## Extracted entries:

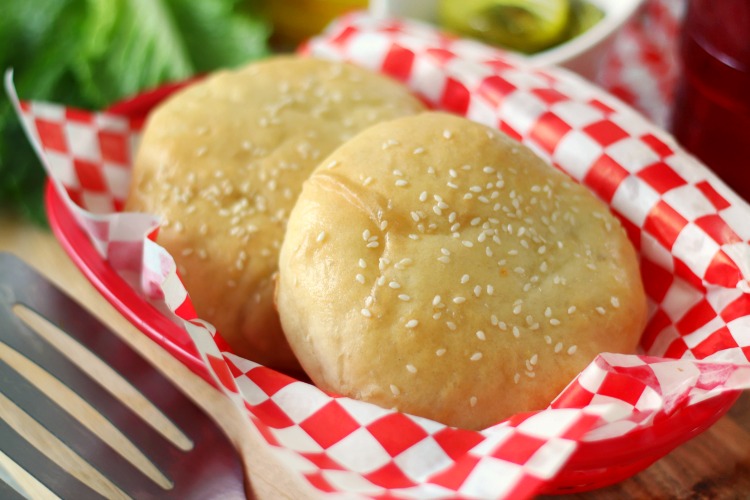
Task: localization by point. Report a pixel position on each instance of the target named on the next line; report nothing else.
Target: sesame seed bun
(222, 163)
(434, 265)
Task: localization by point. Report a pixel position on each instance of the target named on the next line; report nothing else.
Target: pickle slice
(522, 25)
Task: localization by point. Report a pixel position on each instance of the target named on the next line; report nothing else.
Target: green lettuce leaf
(91, 53)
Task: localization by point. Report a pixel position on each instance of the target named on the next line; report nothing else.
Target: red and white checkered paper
(691, 232)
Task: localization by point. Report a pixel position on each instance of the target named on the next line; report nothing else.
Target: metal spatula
(202, 464)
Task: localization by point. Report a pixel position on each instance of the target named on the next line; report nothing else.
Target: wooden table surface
(714, 465)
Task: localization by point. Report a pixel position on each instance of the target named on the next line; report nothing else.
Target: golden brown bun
(439, 267)
(222, 163)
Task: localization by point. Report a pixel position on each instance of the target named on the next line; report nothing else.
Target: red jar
(711, 116)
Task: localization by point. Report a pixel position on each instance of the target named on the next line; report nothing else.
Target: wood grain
(715, 465)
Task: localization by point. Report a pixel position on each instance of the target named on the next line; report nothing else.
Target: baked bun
(434, 265)
(222, 163)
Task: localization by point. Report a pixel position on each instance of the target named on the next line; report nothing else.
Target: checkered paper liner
(690, 231)
(642, 66)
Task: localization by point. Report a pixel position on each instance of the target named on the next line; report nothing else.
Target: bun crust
(434, 265)
(222, 163)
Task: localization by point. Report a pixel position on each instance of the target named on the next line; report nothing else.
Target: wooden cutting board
(714, 465)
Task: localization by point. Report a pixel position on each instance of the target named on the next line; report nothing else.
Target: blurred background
(92, 53)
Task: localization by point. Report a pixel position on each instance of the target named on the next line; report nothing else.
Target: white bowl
(581, 54)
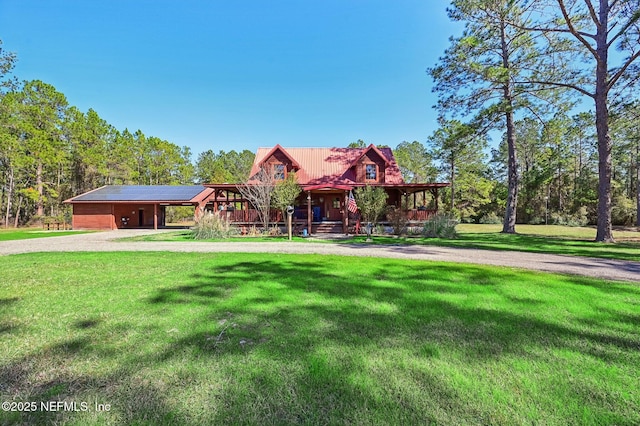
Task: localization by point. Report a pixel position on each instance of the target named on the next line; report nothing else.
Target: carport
(134, 206)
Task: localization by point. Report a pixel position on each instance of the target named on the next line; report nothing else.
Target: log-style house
(326, 177)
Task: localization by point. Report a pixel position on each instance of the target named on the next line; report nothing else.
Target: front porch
(323, 209)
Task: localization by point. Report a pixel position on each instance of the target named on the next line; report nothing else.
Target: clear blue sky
(234, 74)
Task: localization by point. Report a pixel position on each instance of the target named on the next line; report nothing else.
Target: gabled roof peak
(277, 148)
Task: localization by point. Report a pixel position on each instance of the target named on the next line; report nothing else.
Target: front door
(333, 207)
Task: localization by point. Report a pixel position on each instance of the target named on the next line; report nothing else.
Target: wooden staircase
(327, 228)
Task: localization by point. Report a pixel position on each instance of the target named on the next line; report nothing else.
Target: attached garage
(134, 206)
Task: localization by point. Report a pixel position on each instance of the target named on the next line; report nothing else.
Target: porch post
(155, 216)
(309, 215)
(345, 213)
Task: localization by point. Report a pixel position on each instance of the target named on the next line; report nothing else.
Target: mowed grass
(563, 240)
(29, 233)
(175, 338)
(551, 239)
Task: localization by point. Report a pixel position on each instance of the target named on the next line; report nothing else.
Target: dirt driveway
(104, 241)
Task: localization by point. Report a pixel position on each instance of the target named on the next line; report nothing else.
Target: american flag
(352, 206)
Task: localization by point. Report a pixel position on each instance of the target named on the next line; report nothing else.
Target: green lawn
(531, 238)
(177, 338)
(28, 233)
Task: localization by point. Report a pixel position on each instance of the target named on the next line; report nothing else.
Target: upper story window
(371, 172)
(278, 172)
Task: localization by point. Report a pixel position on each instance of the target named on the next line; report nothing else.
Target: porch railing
(251, 215)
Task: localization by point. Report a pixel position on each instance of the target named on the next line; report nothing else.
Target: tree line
(521, 58)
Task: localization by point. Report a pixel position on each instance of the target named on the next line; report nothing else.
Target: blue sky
(239, 74)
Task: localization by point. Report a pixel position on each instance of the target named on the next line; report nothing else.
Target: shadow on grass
(516, 242)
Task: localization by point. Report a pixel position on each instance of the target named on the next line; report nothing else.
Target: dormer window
(278, 172)
(371, 172)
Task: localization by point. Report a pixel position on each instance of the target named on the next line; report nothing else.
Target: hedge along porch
(134, 206)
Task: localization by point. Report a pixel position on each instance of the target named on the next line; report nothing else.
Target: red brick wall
(92, 216)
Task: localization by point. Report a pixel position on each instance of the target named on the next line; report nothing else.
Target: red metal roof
(330, 166)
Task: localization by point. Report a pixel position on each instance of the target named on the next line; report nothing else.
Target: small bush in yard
(211, 226)
(440, 226)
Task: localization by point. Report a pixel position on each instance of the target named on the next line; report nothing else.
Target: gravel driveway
(104, 241)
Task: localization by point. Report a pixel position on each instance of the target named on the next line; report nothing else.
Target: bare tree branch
(622, 70)
(575, 32)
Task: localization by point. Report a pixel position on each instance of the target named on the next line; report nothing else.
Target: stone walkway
(105, 241)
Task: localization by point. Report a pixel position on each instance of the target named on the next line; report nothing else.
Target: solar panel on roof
(142, 193)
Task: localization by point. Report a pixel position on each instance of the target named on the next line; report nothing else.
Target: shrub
(440, 226)
(212, 225)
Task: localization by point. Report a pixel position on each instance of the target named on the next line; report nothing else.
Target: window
(278, 171)
(371, 172)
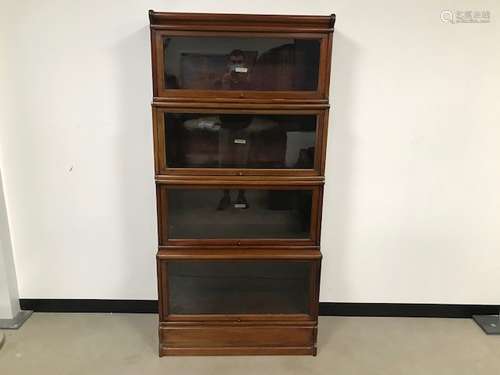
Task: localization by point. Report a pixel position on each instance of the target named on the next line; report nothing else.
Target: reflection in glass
(197, 140)
(241, 63)
(238, 287)
(238, 213)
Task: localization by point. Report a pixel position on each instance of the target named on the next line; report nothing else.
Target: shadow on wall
(135, 166)
(337, 230)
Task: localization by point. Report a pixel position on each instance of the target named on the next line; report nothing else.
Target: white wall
(9, 298)
(412, 210)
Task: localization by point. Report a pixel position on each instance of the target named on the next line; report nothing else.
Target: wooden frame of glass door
(160, 137)
(313, 258)
(315, 218)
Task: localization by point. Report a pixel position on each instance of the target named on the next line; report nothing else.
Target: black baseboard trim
(325, 308)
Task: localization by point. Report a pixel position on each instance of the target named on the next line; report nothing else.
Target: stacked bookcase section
(240, 120)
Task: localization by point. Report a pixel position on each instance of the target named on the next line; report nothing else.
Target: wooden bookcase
(240, 119)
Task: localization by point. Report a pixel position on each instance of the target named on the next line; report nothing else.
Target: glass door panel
(249, 287)
(241, 63)
(238, 213)
(249, 141)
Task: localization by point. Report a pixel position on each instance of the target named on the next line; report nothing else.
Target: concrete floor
(71, 344)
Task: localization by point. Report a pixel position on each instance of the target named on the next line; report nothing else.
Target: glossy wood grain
(263, 315)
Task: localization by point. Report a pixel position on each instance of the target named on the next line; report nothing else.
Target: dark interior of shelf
(238, 213)
(238, 287)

## Exercise:
Leaving each image aside, repeat the listing above exactly.

## Answer box:
Task: localization by point. Report a pixel position on each instance of the target named on the next line; report nothing else.
Target: sesame seed bun
(222, 163)
(434, 265)
Task: localization by point. Report a pixel position on each instance of the target named on the next line; report nothing else.
Target: pickle slice
(522, 25)
Task: localization by point. Report a pixel position on each instance of the target named on the next line; report nothing else.
Target: green lettuce leaf
(91, 53)
Task: localization by point. Report a pixel position on each instance of the target named on the next line; report nothing else.
Target: red and white checkered paper
(691, 232)
Task: localization by point. Report a pixel position on each instance of the target named on the next line; report nothing else.
Target: metal spatula
(202, 464)
Task: localization by point. Report a pixel position on each instance of the target named on the next line; report nothing else.
Target: wooden table surface
(714, 465)
Task: localization by point. Report a pixel position on each instance of the target named on the next line; report nothing else.
Target: golden brown bun
(439, 267)
(222, 163)
Task: localization by point. Report a pixel position on each instance of the target named on the next line; report nothing else.
Target: red jar
(711, 116)
Task: localization by point. Report a pixel position on each instance of the target named on the next line; report nothing else.
Target: wood grain
(715, 465)
Task: localization by point. Report a pixel position on each instance of the target named on the next line; report nothing else.
Target: baked bun
(434, 265)
(222, 163)
Task: localization by point. Report a pixel position on each instance of the target named on the next line; report nothing else.
Target: checkered paper liner
(690, 231)
(642, 66)
Task: localization by point. Report a pixel position on each instance of the target named on the next line; report nothing else.
Target: bun crust
(434, 265)
(222, 163)
Task: localization by point. Report a pixel position on each instance of the target named on the next line; report nothing else.
Target: wooden cutting board
(714, 465)
Task: localization by point. Report a pixel position on each instance of the target named on the next line; report nothing else.
Target: blurred background
(92, 53)
Task: localization by point. Report a pixel position on each instance of the target named on the next line; report nothing else.
Target: white bowl
(581, 54)
Task: localization by point. Report a pixel position on each instance of the target named on the next line; report nothing else.
Target: carport
(134, 206)
Task: localization by point. Report a pixel position on each instance of the target named on the next line; report nothing else.
Target: log-style house
(326, 177)
Task: localization by point. Report a pixel position on each instance of the target named on the next line; report nothing else.
Target: front porch
(323, 209)
Task: localization by point. Report a pixel position on each instance of the target named on the next line; report nothing else.
Target: clear blue sky
(234, 74)
Task: localization by point. Report a pixel position on each instance of the target named on the next line; report nothing else.
Target: gabled roof peak
(277, 148)
Task: localization by point. Report a pixel position on each instance of the target named on the next line; report nothing else.
Target: front door
(333, 207)
Task: localization by point. Report a pixel position on each instance of the target named on the next line; report nothing else.
Target: wooden staircase
(327, 228)
Task: localization by point. Report a pixel position on each instance of the target named on the next line; report nothing else.
Target: attached garage
(134, 206)
Task: localization by point. Report a pixel position on each instance of the target named on the next line; report nothing else.
Target: porch post
(155, 216)
(309, 215)
(345, 213)
Task: localization by point. Report a pixel position on each instance of the target named on the next line; report nothing else.
Target: mowed grass
(563, 240)
(29, 233)
(175, 338)
(551, 239)
Task: localization by point. Report a pixel position on each instance of the target named on the next line; report nothing else.
Target: dirt driveway
(104, 241)
Task: localization by point. Report a pixel position on each instance of the target named on the next line; report nothing else.
Target: american flag
(352, 206)
Task: localization by point. Report a pixel position on each instance of the target named on the next line; report nothing else.
Target: green lawn
(531, 238)
(177, 338)
(28, 233)
Task: localization by point. Report a pixel position on each instance of the target named on the next line; report nothing else.
Target: upper story window
(371, 172)
(278, 172)
Task: localization by point. Report a pixel position on each instance of the target named on the next line; report nothing else.
Target: porch railing
(251, 215)
Task: localization by point. Report a pixel position on each instance of the target named on the next line; report nothing else.
Target: tree line
(521, 58)
Task: localization by point. Report a pixel position on each instance of the target named on the next line; report nothing else.
Target: blue sky
(239, 74)
Task: localization by point. Report a pixel position on each instance of the target named on the next line; report nothing else.
Target: shadow on grass
(516, 242)
Task: localization by point. Report a pixel position on each instance of the target named on the next line; report nothing else.
Target: dormer window
(278, 172)
(371, 172)
Task: localization by point. Report a pixel position on each instance of the target named on the next line; report nothing else.
Target: hedge along porch
(134, 206)
Task: localization by point. Report a pixel position on each instance of the target named on the next line; report nothing else.
Target: red brick wall
(92, 216)
Task: localization by point. Report a pixel position on each instance of the target named on the next line; report nothing else.
Target: red metal roof
(330, 166)
Task: localization by point. Report a pixel position on each instance of the target named on the next line; report nothing else.
Target: small bush in yard
(211, 226)
(440, 226)
Task: localization by point. Report a pixel position on each instance of the target named on the next line; report nothing else.
Target: gravel driveway
(104, 241)
Task: localization by point. Report a pixel position on each instance of the target named on the next line; report nothing else.
Target: bare tree branch
(622, 70)
(575, 32)
Task: localization by point. Report a pixel position on each instance of the target named on the next line; report nothing else.
Target: stone walkway
(105, 241)
Task: localization by point. Report a pixel position on each instance of the target named on the next line; report nothing else.
Target: solar panel on roof
(142, 193)
Task: localization by point. Report a pixel position on each instance of the target named on the next line; report nothing else.
Target: shrub
(440, 226)
(212, 225)
Task: localization by point. Report a pixel position on each instance of the target named on the next line; report nothing else.
Target: window
(278, 171)
(371, 172)
Task: localization by point. Report a pixel position on each instance of the target named on the next line; report nothing else.
Target: reflection in glass
(197, 140)
(241, 63)
(238, 287)
(238, 213)
Task: localization by point. Report a pixel position on each instance of the target named on the next line; report nothing else.
Target: shadow on wall
(135, 166)
(337, 230)
Task: localization by point. Report a pixel position on each instance of the target named on the next line; report nothing else.
Target: white wall
(9, 298)
(412, 210)
Task: localization by point. Report a pixel position on each instance of the target named on the next line; report nothing else.
Target: wooden frame of glass door
(160, 137)
(313, 258)
(315, 218)
Task: localization by point. Report a pixel position on each instance of the target named on the next line; report nothing else.
Target: black baseboard trim
(325, 308)
Task: localization by point. Report a pixel position on each instance of the target named on the next line; report nothing else.
Target: stacked bookcase section
(240, 120)
Task: localization by point. Report a pixel position on each instance of the target named on the next line; report nothing else.
Target: wooden bookcase
(240, 119)
Task: localization by point. Report a pixel position on each instance of the target named on the next line; report nothing else.
Target: glass door panel
(249, 287)
(241, 63)
(238, 213)
(249, 141)
Task: localization by point. Report a pixel position on each instance of the target named on the next line; report nothing else.
Target: concrete floor
(71, 344)
Task: localization by point. Report a pixel position on each instance of the target named on the next line; report nothing else.
Target: glossy wood grain
(263, 315)
Task: localization by point. Report a pixel position on each instance of the target named on the next line; report nothing else.
Target: dark interior of shelf
(238, 213)
(238, 287)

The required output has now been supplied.